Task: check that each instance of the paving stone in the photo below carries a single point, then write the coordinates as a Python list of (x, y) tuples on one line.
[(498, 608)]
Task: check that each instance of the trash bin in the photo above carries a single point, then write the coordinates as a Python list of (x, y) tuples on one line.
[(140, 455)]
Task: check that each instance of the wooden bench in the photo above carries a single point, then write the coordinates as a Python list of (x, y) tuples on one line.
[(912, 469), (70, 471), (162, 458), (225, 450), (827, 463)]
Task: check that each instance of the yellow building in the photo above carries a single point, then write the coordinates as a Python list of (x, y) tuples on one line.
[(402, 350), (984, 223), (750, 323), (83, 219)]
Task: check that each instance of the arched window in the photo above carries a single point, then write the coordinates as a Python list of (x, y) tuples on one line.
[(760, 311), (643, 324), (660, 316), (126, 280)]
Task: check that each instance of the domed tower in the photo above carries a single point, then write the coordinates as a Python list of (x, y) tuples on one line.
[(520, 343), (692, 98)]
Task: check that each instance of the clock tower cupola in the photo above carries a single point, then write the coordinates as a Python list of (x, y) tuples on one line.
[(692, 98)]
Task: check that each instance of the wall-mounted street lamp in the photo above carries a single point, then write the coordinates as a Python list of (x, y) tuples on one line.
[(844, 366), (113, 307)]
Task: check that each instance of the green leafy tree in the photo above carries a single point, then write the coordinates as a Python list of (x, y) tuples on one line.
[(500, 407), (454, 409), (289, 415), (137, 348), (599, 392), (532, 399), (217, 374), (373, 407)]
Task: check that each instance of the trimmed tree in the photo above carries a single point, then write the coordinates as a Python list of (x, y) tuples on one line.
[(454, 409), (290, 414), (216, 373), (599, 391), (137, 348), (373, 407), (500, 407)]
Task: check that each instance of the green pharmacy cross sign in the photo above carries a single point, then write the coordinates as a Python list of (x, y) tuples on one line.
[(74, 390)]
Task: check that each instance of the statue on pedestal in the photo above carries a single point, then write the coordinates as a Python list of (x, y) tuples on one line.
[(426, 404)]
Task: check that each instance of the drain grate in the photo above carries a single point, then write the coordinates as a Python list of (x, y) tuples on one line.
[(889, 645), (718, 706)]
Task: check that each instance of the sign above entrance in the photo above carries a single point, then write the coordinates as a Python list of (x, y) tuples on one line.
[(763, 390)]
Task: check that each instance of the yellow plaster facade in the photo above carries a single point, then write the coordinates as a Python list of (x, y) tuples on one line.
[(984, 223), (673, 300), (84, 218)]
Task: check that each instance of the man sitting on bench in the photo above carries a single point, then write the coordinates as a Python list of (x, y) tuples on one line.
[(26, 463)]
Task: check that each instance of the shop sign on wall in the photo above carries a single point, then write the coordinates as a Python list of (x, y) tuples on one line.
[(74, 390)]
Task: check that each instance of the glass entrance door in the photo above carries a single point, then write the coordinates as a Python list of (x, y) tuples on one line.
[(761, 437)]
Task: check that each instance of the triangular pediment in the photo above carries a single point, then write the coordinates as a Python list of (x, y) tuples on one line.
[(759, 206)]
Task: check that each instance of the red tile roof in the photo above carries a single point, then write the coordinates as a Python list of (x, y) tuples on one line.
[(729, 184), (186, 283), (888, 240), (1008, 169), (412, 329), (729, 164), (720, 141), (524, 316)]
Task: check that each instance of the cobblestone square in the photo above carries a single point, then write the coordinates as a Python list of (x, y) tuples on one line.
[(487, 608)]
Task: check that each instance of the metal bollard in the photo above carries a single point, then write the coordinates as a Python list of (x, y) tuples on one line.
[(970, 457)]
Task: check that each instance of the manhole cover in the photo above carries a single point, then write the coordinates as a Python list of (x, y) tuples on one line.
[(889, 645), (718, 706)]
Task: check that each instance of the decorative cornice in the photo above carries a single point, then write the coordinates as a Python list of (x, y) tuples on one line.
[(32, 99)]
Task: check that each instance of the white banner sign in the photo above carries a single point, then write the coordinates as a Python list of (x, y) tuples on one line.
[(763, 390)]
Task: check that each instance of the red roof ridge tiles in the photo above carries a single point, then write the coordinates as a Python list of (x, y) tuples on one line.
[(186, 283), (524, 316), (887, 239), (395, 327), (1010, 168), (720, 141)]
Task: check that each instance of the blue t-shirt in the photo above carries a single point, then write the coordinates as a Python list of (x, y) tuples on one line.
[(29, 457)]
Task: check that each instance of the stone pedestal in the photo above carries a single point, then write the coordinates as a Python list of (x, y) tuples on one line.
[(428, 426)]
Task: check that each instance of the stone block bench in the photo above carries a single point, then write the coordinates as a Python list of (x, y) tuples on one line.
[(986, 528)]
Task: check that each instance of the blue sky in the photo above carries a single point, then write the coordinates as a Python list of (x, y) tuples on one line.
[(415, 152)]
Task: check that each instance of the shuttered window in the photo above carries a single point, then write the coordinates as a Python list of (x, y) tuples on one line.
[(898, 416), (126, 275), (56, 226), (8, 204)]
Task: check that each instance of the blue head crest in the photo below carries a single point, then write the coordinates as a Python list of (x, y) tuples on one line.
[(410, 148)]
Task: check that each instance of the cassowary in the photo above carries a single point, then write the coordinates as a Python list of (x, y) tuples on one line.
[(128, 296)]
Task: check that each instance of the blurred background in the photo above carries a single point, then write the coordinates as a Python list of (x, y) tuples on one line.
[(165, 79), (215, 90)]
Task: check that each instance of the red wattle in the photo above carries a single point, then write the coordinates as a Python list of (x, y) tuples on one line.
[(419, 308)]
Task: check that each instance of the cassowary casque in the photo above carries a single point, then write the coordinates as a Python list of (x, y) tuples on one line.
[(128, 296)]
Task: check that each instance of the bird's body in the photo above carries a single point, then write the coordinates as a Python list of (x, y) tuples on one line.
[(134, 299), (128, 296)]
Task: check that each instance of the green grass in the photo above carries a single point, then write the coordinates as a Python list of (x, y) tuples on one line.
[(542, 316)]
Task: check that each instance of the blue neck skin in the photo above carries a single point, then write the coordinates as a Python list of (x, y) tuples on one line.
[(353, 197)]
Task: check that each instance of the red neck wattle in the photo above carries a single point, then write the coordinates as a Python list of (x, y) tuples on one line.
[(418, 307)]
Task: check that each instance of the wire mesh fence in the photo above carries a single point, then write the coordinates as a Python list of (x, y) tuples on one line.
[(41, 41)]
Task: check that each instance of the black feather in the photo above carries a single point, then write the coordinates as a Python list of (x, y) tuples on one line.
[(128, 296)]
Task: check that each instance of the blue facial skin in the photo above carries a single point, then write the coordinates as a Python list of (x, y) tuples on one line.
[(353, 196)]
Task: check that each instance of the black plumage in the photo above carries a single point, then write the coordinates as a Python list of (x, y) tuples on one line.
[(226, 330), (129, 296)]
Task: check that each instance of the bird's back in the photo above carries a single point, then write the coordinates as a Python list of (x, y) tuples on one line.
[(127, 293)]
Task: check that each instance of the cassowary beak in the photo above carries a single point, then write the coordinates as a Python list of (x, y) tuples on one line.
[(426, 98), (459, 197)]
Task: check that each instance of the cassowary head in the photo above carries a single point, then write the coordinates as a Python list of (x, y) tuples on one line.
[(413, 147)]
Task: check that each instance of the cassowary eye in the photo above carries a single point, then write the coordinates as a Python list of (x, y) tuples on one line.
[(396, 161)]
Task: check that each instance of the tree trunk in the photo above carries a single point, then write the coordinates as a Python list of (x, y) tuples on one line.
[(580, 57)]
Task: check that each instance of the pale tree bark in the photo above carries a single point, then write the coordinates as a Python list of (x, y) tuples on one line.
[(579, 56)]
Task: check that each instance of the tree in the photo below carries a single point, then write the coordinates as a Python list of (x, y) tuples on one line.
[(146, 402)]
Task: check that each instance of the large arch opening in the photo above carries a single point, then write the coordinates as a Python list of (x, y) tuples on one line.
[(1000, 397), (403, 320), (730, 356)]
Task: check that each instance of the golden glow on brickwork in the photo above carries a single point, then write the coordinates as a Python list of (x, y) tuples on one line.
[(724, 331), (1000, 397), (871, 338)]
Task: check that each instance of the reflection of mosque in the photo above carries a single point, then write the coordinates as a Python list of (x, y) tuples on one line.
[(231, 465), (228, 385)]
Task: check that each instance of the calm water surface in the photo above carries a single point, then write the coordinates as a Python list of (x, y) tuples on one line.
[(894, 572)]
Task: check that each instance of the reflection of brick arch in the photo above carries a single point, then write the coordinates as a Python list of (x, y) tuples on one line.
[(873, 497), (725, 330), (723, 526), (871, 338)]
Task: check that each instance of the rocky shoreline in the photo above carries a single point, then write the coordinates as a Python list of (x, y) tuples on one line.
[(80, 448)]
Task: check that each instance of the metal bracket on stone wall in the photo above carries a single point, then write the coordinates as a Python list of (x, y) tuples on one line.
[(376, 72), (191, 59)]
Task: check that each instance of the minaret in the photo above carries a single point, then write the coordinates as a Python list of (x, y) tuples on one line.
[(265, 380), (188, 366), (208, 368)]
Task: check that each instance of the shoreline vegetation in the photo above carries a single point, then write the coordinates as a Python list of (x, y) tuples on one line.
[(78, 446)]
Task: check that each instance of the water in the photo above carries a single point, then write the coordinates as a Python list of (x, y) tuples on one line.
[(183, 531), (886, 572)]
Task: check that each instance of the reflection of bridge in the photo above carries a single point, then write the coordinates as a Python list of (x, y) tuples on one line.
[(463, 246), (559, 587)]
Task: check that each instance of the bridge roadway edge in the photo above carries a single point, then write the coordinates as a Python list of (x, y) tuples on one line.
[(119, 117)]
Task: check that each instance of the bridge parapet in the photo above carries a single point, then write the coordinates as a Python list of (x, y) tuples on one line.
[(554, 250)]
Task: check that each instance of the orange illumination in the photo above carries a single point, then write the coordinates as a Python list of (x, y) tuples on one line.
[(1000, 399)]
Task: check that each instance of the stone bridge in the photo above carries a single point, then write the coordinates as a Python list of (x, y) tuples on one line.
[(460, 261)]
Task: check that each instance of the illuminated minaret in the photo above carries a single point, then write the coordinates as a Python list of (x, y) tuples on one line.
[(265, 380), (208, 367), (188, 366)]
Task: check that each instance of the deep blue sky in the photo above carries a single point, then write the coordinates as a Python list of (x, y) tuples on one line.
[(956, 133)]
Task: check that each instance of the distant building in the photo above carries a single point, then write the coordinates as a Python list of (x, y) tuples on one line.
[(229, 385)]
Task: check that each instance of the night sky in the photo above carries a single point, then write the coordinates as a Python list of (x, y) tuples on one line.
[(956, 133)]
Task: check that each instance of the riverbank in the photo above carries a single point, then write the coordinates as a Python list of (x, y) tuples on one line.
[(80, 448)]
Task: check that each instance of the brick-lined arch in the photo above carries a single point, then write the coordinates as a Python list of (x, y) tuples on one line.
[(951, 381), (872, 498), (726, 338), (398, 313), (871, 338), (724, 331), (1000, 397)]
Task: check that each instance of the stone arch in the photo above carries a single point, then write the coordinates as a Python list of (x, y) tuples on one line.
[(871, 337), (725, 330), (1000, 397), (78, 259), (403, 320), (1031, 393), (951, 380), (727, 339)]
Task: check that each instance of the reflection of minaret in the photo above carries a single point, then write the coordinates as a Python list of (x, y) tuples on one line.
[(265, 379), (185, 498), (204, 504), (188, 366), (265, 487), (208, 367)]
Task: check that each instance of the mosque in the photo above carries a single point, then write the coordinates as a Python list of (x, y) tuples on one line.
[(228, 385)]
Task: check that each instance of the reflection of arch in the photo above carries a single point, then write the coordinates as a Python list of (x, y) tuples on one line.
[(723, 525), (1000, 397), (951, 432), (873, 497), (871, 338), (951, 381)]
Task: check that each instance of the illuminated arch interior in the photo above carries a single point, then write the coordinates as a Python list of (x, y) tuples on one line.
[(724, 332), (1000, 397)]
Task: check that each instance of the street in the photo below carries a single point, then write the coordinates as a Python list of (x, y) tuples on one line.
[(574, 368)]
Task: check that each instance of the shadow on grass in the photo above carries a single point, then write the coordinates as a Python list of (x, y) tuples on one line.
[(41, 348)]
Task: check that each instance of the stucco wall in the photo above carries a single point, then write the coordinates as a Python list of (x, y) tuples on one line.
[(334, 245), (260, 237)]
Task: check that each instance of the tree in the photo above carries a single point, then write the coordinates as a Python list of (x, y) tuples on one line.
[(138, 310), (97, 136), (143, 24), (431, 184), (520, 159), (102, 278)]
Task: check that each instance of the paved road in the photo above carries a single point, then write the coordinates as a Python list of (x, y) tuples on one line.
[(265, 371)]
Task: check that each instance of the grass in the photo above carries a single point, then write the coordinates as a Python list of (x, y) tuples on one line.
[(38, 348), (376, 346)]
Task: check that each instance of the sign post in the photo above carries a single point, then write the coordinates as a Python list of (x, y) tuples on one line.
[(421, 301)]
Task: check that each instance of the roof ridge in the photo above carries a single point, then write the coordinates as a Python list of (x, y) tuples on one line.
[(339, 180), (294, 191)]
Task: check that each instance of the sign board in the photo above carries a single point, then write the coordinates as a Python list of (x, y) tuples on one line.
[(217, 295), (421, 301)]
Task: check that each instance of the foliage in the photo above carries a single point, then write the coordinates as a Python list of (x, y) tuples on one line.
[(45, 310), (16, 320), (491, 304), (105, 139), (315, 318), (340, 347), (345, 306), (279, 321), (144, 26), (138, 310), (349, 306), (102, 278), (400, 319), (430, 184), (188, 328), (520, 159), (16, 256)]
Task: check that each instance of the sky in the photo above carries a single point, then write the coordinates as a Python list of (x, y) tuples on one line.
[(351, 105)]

****************************************

--- Required action ---
Write out, word for word, all lines from the line that holds "Task: check that each instance of the stucco" through the last line of the listing, with both end lines kept.

--- Exercise solution ---
Task: check that each instance of the stucco wall in the photo above carries a single point, then write the coordinates as a Python list of (x, y) tuples on one line.
[(334, 245), (260, 237)]
Task: check that each instance of the tree in the photo above carries a single point, then write the coordinates as a Python list of (x, y) tuples on one line.
[(138, 310), (97, 136), (143, 24), (431, 184), (520, 159), (102, 278)]
Task: check that each instance of the paved road in the photo above carries a single point, then write the coordinates as a Python list of (x, y) tuples on one line.
[(265, 371)]
Task: check that each instance of the grass in the photo above carries a single point, then write the coordinates as a Python list of (x, y) tuples on one line.
[(38, 348), (376, 346)]
Task: check that each instance of the sign post in the photo above carries a single point, then write the coordinates as a Python list of (x, y) tuples on one line.
[(421, 301)]
Task: check that each instance of the roof ridge in the photo above carries a single point, then write the coordinates as a Python list of (x, y) tuples on one line.
[(339, 180), (294, 191)]
Task: check that each instance of the sign board in the photo above carries a single point, then write the coordinates as a Python list of (x, y) tuples on one line.
[(217, 295), (421, 301)]
Task: check that each instance of the foliage in the photo above carries a single point, then write the coordinates as a Python list of (x, y) tuples on one line.
[(45, 310), (16, 320), (491, 304), (105, 139), (315, 318), (340, 347), (345, 306), (279, 321), (144, 26), (138, 310), (349, 306), (102, 278), (400, 319), (430, 184), (188, 328), (520, 159), (16, 256)]
Task: check that each instance of the sky in the photo above carries a single point, then write the coordinates as a Python list of (x, y) tuples on one line.
[(351, 105)]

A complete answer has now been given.